+++ TEXT PASSAGE

A woman who smokes cannabis to deal with her back pain has said Ireland needs to have 'the adult conversation' about the drug.
There has been a lot of conversation surrounding legislation and access to medical cannabis.
In 2019, legislation was passed to allow for the operation of the Medical Cannabis Access Programme on a pilot basis for five years.
'Sally' - a pseudonym - said she takes the drug occasionally for back pain as a result of multiple sclerosis (MS).
She told Lunchtime Live she should be able to make her own choices.
"I find that every now and again I would smoke cannabis... because it really does help relieve the pain and inflammation that I feel in my back.
"My back is quite bad and I have MS for a few years.
"I'm an adult, I'm able to make my own decisions - I'm able to go down and buy alcohol if I want, if I want to buy 20 cigarettes I can.
"So I just think it's time that we had the adult conversation - that we say 'Look, people should be able to make their own choices' - like they do in the Netherlands and Denmark and places like that."
"I know there are downsides to cannabis, like for instance the paranoia and there's long-term effects like memory loss, but quite honestly I'm in my 50s now so I've enough memory loss going on anyway."
"Sometimes cannabis can cause schizophrenia in people, and I do know people that that has happened to.
"But from my own point of view, my own perspective when you're in pain all day the only thing you can think of is the pain that you're in.
"And in order for me to be able to function on a normal level - when my kids come in from school - and to be not in pain, to be able to get up and do stuff, to be able to go for a walk - do the normal things that normal people can do everyday - I do find that if sometimes you smoke a little bit of cannabis that it does help.
"I have tried the cannabis oil, but the cannabis oil takes so long to get into the system it just doesn't have the same effect".
"And I'm not going around stoned - I wouldn't even weigh on a weighing scales what I smoke.
"It's only a little tiny pot... Like I'm not going around high as a kite.
"If my husband comes in, I would say he wouldn't even notice that I've had any to be honest".
"It should be not for recreational use in the sense that I have young kids, so I wouldn't like to see my kids smoking it because it does have long-term effects.
"But I'm in my 50s now, I have a long-term illness, I'm trying to cope with pain everyday and trying to keep life as normal as possible for them".
'I cried every single day'
It comes after Cork woman Alicia Maher told Lunchtime Live she moved to Spain in order to access medical cannabis.
She has suffered long-term chronic pain as a result of complications from a series of surgeries and said medicinal cannabis has helped her come off all other medications.
Alicia explained: "I permanently had heat patches attached to my back, pain patches on my leg, heat applied to my leg, I couldn't do anything, I needed help to shower.
"But besides that, the side effects of the opioids were that they almost ruined my life.
"I was depressed, I cried every single day, if it wasn't from the pain it was from the opioids.
"My life was just lived in four-hour cycles, every four hours I had to take ten opioids and as soon as I took them, I would lie down and go to sleep.
"Then I would be woken up in four hours to eat so I could take the next ten tablets, it was so sad, I wasn't living at all, I was just existing on a couch."

++++++
+++ MATERIAL PROVIDED

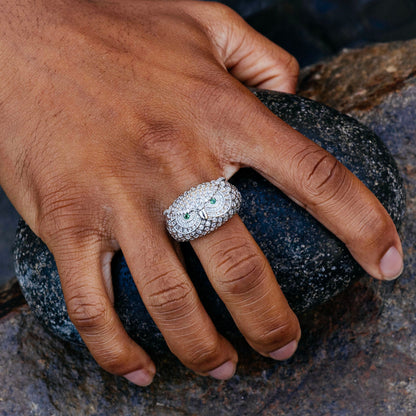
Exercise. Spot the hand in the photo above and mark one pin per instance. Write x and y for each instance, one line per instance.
(109, 111)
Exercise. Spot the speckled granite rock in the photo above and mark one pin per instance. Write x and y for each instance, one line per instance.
(312, 265)
(357, 355)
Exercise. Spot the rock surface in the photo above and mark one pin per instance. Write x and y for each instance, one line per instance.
(312, 265)
(357, 355)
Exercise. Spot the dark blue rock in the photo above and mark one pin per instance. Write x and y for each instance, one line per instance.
(310, 263)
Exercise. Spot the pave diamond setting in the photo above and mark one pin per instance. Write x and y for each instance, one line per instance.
(202, 209)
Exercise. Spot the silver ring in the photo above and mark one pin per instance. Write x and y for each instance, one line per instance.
(202, 209)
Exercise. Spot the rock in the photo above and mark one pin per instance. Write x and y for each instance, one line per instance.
(312, 265)
(363, 340)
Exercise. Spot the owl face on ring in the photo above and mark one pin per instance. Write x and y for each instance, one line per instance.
(200, 210)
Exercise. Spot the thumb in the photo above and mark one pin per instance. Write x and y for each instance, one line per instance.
(249, 56)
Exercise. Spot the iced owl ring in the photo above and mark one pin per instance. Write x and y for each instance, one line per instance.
(202, 209)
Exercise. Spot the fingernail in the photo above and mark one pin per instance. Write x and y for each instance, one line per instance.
(140, 377)
(391, 265)
(285, 352)
(224, 371)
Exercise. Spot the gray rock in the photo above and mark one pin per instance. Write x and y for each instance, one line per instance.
(357, 354)
(312, 265)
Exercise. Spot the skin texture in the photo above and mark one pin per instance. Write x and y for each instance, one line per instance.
(108, 112)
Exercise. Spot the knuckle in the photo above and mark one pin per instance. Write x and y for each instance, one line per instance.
(292, 66)
(168, 294)
(240, 267)
(202, 355)
(88, 311)
(323, 176)
(161, 139)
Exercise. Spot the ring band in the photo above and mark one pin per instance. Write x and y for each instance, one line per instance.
(202, 209)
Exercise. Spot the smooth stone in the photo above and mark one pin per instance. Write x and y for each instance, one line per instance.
(310, 263)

++++++

In the article on cannabis for pain, start at the words "A woman who" and stop after "multiple sclerosis (MS).". Give that part again with "back pain" swapped for "joint pain".

:: EXPECTED OUTPUT ::
A woman who smokes cannabis to deal with her joint pain has said Ireland needs to have 'the adult conversation' about the drug.
There has been a lot of conversation surrounding legislation and access to medical cannabis.
In 2019, legislation was passed to allow for the operation of the Medical Cannabis Access Programme on a pilot basis for five years.
'Sally' - a pseudonym - said she takes the drug occasionally for joint pain as a result of multiple sclerosis (MS).